▸ Activity list:
a) Rewrite the piece on apple trees and climate change from "Many of us, including" to "came in time.", putting "heatwave" in place of "drought".
b) Pick up the piece on apple trees and climate change where it stops, and carry it on.

▸ Text excerpt:
····················
As with everything else in life, climate change is beginning to affect how apple trees grow, so we need to choose trees that can cope with our Scottish weather, bearing in mind that weather patterns are increasingly unpredictable. Although we’re enduring some extreme conditions they’re much less severe than elsewhere.
Many of us, including me, complained about the frost damage to apple blossom this spring, leading to reduced yield. Some of my trees, like Tower of Glamis and White Melrose, got a pasting. 
But this was nothing compared to the devastating drought endured by Spanish growers. With the accompanying water shortage, some Catalans came close to stripping their trees and losing their entire harvest to protect the long-term future of the trees. Luckily the rains came in time. 
These problems are leading to the need for new varieties that can handle temperatures in excess of 40℃. And over the lifetime of an apple tree – 80-140 years – things could get a lot worse, probably significantly worse than for us.
····················
▸ Records provided:
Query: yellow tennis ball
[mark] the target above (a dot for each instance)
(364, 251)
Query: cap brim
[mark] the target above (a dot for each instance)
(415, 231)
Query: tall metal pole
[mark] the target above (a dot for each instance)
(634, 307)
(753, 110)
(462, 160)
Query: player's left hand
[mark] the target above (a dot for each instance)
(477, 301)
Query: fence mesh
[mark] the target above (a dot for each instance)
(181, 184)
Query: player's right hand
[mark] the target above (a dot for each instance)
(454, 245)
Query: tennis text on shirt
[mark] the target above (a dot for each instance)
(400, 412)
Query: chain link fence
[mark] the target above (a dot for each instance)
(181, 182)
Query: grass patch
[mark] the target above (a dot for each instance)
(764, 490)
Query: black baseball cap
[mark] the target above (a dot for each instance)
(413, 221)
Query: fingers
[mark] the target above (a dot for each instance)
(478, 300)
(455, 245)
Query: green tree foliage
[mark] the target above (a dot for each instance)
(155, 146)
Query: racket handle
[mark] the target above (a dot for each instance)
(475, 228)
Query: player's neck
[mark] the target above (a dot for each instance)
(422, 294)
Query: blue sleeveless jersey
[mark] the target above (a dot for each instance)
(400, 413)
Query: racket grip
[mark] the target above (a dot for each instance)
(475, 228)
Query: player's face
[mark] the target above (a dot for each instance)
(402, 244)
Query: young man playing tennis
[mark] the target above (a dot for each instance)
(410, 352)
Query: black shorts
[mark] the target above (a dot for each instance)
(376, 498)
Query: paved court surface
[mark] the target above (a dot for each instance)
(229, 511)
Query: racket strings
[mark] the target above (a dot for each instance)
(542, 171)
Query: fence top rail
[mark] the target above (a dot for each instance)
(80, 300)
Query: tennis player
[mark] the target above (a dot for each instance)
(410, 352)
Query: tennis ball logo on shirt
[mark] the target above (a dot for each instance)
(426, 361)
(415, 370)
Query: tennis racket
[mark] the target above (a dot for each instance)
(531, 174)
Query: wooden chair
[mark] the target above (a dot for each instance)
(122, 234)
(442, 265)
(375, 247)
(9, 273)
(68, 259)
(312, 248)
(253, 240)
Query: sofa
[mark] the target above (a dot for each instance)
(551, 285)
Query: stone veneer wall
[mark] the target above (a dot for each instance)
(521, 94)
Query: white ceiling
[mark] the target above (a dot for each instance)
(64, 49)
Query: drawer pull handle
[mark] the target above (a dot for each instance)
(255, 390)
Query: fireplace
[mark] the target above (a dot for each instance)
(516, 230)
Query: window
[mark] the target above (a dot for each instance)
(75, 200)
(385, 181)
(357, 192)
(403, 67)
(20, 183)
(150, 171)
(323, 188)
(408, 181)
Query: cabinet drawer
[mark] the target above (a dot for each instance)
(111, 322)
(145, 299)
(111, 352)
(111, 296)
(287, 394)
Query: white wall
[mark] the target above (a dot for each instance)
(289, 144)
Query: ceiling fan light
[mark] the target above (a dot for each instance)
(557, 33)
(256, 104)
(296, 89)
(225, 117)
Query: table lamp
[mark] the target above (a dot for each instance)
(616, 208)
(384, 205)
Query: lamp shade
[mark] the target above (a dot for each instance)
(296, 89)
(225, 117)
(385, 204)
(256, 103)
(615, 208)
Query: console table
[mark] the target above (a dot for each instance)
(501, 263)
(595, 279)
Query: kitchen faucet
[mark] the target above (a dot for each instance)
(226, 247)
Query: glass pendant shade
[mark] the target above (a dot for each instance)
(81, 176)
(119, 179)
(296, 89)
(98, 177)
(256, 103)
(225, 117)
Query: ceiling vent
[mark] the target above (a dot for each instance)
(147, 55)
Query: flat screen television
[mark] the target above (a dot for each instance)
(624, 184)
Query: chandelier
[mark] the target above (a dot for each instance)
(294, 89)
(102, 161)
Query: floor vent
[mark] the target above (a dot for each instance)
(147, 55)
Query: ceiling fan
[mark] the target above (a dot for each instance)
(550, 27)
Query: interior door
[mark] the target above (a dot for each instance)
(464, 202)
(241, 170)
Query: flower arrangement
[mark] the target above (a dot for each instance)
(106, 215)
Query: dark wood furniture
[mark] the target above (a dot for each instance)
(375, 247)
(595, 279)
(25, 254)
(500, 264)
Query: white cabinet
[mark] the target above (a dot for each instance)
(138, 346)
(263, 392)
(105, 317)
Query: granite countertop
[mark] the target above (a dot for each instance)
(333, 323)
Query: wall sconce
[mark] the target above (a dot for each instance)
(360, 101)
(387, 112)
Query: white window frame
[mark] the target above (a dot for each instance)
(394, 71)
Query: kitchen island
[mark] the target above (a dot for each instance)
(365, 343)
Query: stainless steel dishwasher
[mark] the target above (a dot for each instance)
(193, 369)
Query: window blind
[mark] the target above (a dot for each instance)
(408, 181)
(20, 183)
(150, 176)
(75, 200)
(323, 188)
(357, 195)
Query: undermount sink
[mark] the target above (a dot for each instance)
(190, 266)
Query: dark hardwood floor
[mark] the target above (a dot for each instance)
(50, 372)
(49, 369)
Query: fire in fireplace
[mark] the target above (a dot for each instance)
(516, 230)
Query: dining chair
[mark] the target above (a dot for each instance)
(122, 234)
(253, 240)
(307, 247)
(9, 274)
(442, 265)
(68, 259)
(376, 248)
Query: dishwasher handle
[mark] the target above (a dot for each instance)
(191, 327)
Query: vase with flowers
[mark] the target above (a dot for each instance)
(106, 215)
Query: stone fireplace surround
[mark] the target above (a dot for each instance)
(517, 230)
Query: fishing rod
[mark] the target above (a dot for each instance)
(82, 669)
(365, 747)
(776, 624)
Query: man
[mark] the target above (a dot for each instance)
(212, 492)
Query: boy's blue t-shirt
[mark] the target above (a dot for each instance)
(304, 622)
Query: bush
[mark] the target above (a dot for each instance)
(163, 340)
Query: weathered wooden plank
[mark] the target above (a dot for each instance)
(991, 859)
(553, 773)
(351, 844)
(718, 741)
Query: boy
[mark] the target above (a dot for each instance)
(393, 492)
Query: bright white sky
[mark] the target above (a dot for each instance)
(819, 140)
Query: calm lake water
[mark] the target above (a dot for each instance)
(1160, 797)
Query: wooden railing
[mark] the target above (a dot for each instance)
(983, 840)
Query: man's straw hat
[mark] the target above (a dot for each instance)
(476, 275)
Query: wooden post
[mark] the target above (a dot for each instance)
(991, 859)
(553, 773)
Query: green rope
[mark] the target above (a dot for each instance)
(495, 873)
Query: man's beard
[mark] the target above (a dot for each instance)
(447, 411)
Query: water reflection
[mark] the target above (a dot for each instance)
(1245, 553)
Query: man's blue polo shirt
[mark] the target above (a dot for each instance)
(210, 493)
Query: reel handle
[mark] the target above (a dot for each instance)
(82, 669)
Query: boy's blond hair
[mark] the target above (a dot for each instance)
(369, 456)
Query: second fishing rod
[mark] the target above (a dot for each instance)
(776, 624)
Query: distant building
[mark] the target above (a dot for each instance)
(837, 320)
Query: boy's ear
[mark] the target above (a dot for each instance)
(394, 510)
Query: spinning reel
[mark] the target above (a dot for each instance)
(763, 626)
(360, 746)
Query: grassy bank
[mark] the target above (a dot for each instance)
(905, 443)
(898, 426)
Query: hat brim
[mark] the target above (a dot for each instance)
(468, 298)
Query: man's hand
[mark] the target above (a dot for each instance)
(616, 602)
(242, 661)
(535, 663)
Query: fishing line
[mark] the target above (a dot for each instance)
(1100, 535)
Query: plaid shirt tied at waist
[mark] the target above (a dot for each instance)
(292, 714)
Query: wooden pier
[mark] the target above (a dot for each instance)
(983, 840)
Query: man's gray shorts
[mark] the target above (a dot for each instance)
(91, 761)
····················
▸ Responses for each task:
a)
Many of us, including me, complained about the frost damage to apple blossom this spring, leading to reduced yield. Some of my trees, like Tower of Glamis and White Melrose, got a pasting. 
But this was nothing compared to the devastating heatwave endured by Spanish growers. With the accompanying water shortage, some Catalans came close to stripping their trees and losing their entire harvest to protect the long-term future of the trees. Luckily the rains came in time.

b)
Unfortunately, traditional apple breeding takes 20 to 25 years of research to find, select, grow and ratify a new variety. A breeder might be lucky to produce one new variety in a lifetime. But luckily we are at the beginning of a new phase of plant breeding through gene editing. This process entails manipulating the individual parts, or nucleotides, of a plant’s genome and unlike genetic modification, it does not involve introducing one or more nucleotides from a different species.
A strand of apple DNA comprises 750 million nucleotides or letters. It’s estimated that 25 million of these nucleotides can significantly alter an apple’s taste, appearance and growth when one or more of these letters are moved to a different position within the genome. 
An agricultural research centre in Bern, Switzerland, has been pioneering work in this field. By studying 500 different apple varieties, the researchers could identify nucleotides that affect the key parts of a variety’s citrate, fructose and sucrose and, therefore, an apple’s flavour. 
Genetic editing is in its infancy, but we can hope this process will give us varieties resilient to the weather changes we are beginning to endure.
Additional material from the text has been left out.